(Given information)

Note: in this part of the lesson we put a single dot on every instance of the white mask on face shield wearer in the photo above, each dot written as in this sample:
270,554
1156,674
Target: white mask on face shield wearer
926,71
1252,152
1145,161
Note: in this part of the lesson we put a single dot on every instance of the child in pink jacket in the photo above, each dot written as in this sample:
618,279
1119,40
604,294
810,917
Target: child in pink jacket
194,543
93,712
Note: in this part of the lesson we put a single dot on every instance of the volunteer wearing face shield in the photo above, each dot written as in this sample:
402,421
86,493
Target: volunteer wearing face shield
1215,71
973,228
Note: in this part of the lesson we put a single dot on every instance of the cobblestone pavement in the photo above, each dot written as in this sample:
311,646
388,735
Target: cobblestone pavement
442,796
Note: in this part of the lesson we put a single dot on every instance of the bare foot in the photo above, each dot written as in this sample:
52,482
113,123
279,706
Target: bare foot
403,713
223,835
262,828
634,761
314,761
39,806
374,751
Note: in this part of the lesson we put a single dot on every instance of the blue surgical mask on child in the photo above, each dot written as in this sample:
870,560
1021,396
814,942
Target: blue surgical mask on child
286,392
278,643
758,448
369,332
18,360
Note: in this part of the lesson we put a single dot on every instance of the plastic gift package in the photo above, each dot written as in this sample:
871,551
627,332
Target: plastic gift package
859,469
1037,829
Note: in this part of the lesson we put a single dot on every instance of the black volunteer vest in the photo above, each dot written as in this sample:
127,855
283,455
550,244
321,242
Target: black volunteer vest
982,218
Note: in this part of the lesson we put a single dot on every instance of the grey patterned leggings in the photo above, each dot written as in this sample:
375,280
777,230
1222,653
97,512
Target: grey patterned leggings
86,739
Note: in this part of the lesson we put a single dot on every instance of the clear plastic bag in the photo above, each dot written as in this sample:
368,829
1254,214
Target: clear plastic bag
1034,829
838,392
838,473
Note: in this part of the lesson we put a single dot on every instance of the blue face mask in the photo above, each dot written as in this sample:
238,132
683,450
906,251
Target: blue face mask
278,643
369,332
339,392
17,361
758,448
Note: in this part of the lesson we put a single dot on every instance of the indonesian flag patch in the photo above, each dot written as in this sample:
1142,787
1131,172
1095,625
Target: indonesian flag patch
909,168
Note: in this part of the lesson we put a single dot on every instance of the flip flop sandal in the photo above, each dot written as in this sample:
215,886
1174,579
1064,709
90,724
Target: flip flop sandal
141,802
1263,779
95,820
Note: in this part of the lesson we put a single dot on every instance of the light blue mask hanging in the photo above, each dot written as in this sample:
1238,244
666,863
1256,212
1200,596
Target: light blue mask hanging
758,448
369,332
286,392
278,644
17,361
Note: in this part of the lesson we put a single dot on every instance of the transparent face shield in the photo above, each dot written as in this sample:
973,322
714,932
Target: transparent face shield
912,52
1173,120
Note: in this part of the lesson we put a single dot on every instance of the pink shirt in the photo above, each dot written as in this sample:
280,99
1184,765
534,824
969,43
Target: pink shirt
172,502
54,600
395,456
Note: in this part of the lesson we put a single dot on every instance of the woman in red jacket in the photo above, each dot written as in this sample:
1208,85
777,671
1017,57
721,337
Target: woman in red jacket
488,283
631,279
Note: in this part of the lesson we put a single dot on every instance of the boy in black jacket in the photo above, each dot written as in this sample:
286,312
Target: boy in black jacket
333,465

(End Given information)

■ **Work instruction**
With the line containing "Target: woman in red jacket" as the start and the last line of the entries as the end, print that whole span exactly.

■ **Answer to this exercise**
Target: woman in red jacket
488,283
631,279
Note: in this part of the lesson we put a single dot on every instance of the boy in black jacket in the photo above, each dot written as in this sample:
286,312
Target: boy in black jacket
333,465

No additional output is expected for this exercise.